### Dataset records

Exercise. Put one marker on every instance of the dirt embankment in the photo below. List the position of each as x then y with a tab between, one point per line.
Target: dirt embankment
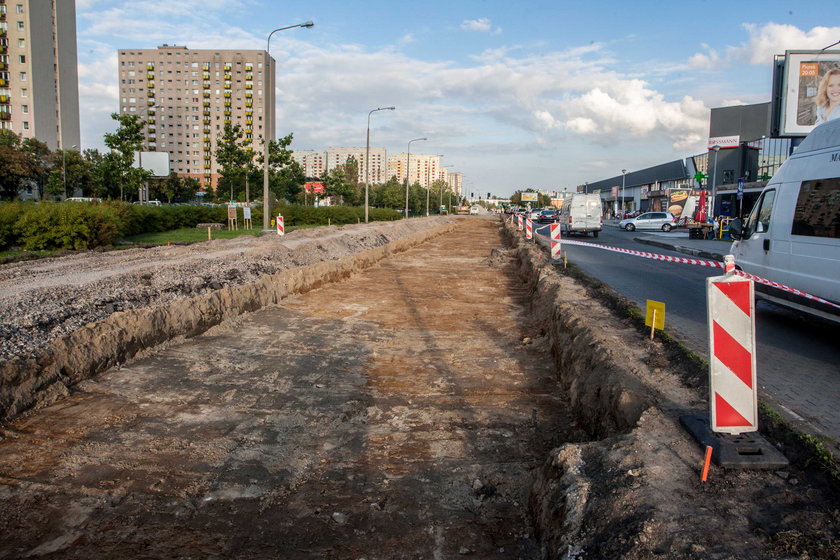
67	319
634	490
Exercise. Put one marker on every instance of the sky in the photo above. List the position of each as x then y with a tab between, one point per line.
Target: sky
514	95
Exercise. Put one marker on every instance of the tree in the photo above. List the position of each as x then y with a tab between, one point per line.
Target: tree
233	159
69	168
14	165
124	143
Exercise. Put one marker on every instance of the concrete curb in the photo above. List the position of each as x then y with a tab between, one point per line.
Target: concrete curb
681	249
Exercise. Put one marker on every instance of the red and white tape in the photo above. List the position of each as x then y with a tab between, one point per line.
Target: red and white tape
710	264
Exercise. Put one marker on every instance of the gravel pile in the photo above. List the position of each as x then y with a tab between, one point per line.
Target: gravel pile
49	298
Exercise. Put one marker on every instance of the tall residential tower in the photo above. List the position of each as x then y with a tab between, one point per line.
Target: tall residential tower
39	85
187	96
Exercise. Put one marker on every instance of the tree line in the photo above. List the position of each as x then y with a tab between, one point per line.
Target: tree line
29	167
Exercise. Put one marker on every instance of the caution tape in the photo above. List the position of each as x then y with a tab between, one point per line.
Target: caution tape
710	264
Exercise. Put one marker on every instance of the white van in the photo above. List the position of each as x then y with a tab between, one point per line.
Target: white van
581	213
792	235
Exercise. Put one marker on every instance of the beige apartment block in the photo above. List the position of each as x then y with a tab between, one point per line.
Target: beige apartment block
378	160
39	86
424	168
187	96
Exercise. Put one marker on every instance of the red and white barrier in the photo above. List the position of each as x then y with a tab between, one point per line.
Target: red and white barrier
555	241
733	396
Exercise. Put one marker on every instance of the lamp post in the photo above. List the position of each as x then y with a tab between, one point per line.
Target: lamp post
266	139
623	181
408	172
367	159
64	167
429	184
716	149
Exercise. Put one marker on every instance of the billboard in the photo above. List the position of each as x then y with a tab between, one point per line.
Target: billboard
803	101
156	162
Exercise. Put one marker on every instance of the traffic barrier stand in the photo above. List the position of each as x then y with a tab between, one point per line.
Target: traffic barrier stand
732	424
555	242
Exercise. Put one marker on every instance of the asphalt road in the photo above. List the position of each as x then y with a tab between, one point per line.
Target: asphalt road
798	358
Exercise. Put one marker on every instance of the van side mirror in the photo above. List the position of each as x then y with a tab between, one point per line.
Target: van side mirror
736	229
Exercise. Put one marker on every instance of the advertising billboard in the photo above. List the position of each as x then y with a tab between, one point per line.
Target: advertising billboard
156	162
804	101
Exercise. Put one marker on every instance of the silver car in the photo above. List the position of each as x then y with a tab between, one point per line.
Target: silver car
649	220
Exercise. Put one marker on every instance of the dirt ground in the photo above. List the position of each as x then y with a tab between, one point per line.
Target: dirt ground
461	399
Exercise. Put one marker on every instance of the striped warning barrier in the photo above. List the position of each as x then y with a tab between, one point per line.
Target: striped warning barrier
555	241
733	388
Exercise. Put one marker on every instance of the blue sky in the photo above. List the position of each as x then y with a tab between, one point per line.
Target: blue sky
514	95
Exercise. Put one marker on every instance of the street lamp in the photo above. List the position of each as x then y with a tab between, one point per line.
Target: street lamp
64	167
266	139
408	171
367	159
716	149
429	184
623	181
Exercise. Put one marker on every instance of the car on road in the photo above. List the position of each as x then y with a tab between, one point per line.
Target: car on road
664	221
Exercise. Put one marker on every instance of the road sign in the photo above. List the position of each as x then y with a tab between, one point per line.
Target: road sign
733	395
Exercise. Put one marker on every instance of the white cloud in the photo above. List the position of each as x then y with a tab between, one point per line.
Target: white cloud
483	25
765	41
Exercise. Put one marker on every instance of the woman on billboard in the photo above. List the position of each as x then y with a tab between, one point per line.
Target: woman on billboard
828	97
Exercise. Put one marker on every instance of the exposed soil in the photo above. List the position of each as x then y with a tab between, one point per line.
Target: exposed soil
461	398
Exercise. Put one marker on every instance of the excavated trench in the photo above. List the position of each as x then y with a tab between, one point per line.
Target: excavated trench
394	423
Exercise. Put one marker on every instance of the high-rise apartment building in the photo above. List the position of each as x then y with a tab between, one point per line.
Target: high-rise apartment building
187	96
425	168
39	85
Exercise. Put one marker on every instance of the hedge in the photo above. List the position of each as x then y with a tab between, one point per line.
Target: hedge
51	226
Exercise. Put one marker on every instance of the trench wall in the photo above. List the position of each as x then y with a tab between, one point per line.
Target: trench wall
27	382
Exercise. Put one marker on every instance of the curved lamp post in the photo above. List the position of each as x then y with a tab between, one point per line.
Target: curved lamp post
408	172
623	181
716	149
367	159
266	139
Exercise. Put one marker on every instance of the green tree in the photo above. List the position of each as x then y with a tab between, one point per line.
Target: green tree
15	166
234	161
71	168
124	143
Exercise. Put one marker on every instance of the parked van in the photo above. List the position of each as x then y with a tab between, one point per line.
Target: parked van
581	213
792	235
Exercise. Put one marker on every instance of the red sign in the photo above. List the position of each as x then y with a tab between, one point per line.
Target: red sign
314	187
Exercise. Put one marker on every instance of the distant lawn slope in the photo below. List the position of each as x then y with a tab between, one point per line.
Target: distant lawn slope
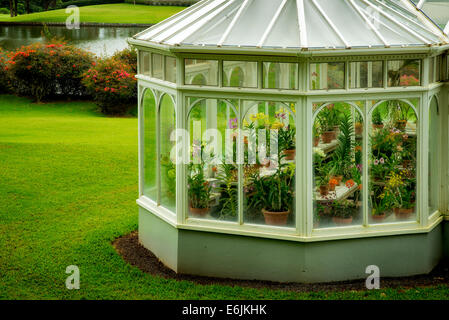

######

Every entry above should come back exactly as written, except for its pictures.

**Solution**
Exercise. Put one marker on every instance of the dirt embankment in the photo below. List the position of each as x then y with a tab between, one point per line.
Target: dirt embankment
67	319
634	490
Exercise. Put one marker on every instance of the sky in the photo above. List the position of each as x then y with a tab between, one point per line.
Target: sky
514	95
Exercise. Put one marker on every instance of the tree in the photo above. List the position of each as x then y with a tab between, one point per line.
Target: tree
233	159
69	168
14	165
124	143
Exercise. Put one marker on every instance of the concrete curb in the photo above. List the position of each as x then y with a tab between, one point per line.
Target: concrete curb
681	249
Exercise. Put one marker on every instance of the red and white tape in the photo above. List the position of each as x then y with a tab between, one point per line.
Target: red and white tape
710	264
Exercise. Put one marker on every instance of the gravel pile in the photo above. List the position of each as x then y with a tab between, one point per line.
Target: gravel pile
49	298
Exercise. Put one marker on every instance of the tall residential tower in the photo above. List the position of each as x then y with a tab between, one point per line.
Target: tall residential tower
39	85
187	96
Exercise. Put one marker on every instance of the tree line in the photo above. List the position of each as x then y with a tab between, one point per line.
Target: tree line
29	167
Exercise. Put one marker on every instance of the caution tape in the photo above. List the position of each as x then y with a tab between, one point per line.
Target: caution tape
710	264
Exercise. Put one marker on every instance of the white van in the photo above. List the position of each as x then y with a tab between, one point per line.
Target: white van
581	213
792	235
Exercise. Put one marker on every instance of the beige apartment block in the photo above. List the position of each as x then y with a tab between, one point per line.
Target: beige apartment block
378	160
39	86
424	168
187	96
Exercise. Put one marker on every instance of the red and white barrier in the photo above. List the position of each as x then y with a tab between, one point per line.
Target: red and white barrier
555	241
733	396
Exercise. Put one marker on every instance of the lamp post in the photo above. List the position of each as x then y with a tab between, one point per line.
Target: lamp post
266	139
623	181
408	172
367	159
64	167
429	184
716	149
Exercise. Put one marker on every instance of the billboard in the photo above. List the position of each as x then y with a tab between, one point per line.
Target: billboard
803	101
156	162
Exercise. Put one marker on every instance of the traffic barrier stand in the photo above. List the position of each as x then y with a tab between, one point per line.
Target: traffic barrier stand
732	424
555	242
Exercise. Put one marker on every instance of the asphalt road in the photo above. List the position of each as x then y with a tab between, one point per line.
Target: asphalt road
798	358
Exercise. Put one marker on every instance of the van side mirror in the photo above. List the position of each as x then y with a tab between, one point per line.
Target: van side mirror
736	229
Exercise. Put one marker on every instance of the advertising billboard in the photo above. List the position of each as x then y with a tab between, one point per line.
Target: advertising billboard
156	162
804	101
Exercise. Put one marker on every instance of the silver car in the photo above. List the position of each as x then y with a tab between, one point per line.
Target: silver car
649	220
Exercise. Put one marker on every instance of the dirt ground in the photo above. List the position of each as x then y with a tab between, one point per line.
Target: dirt ground
461	399
Exercise. Put one marker on every instance of the striped warning barrier in the photo above. List the position of each as x then y with a tab between, one point per line.
Target: striped warning barrier
555	241
733	388
Exercise. Put one marker on every instance of the blue sky in the photo above. List the position of each as x then y with a tab between, one point per line.
Target: blue sky
514	95
Exercise. Put one marker on every instance of the street lamp in the photo above. List the position of each as x then y with a tab between, one point per line.
Target: street lamp
64	167
266	139
408	171
367	159
716	149
429	184
623	181
Exercise. Put one marker on every instance of the car on road in the photo above. List the position of each as x then y with a tab between, one point per line.
Target: car on road
664	221
Exercise. Put one marker on every instance of the road sign in the photo above. List the position of each as x then y with a tab between, one point per line.
Target: road sign
733	395
Exercise. Put one marker on every instance of the white cloud in the photo above. List the position of each as x then y with a tab between, one point per line.
Target: white cloud
483	25
765	41
Exercise. Put one marker on every instance of the woman on billboard in the photo above. List the position of each as x then y with a tab between, one point per line.
Target: woman on billboard
828	97
Exercise. Put one marker on every instance of the exposed soil in the photo above. List the position of each as x then y with a tab between, one point per line.
Target: exposed soil
461	398
Exercise. Put one marker on every instance of the excavated trench in the photo above. List the position of each as x then y with a tab between, one point per line.
Target: excavated trench
394	423
Exercise. Put one marker on every instance of the high-rise apartment building in the photo above. List the position of each as x then y with a tab between, one point per line.
Target: high-rise apartment building
187	96
425	168
39	85
Exercise. Put one marker on every instance of the hedge in the photo above. List the position of each as x then y with a tab between, one point per line.
Target: hedge
51	226
Exercise. Put one marker on every instance of the trench wall in the photo above. List the position of each as x then y with a tab between, one point per line.
Target: trench wall
27	382
Exercise. Put one marker on every instance of the curved lamp post in the photo above. List the position of each as x then y with a tab between, one point per line.
Target: curved lamp post
408	172
623	181
716	149
367	159
266	139
Exercise. Put one marker on every instance of the green tree in the photo above. List the position of each as x then y with a tab between, one point per line.
Target: green tree
15	166
234	161
71	168
124	143
Exercise. Put one marker on every instance of the parked van in the photo above. List the position of each as x then y with a tab between, one point per line.
Target: parked van
581	213
792	235
Exercise. Put one marker on every instance of the red sign in the photo above. List the position of each as x then y with a tab between, one point per line.
Target: red sign
314	187
Exercise. Put one marker on every instance of the distant lawn slope in the photo below. List the position of each as x then y with a tab between, one point per line.
Target: distant lawn slope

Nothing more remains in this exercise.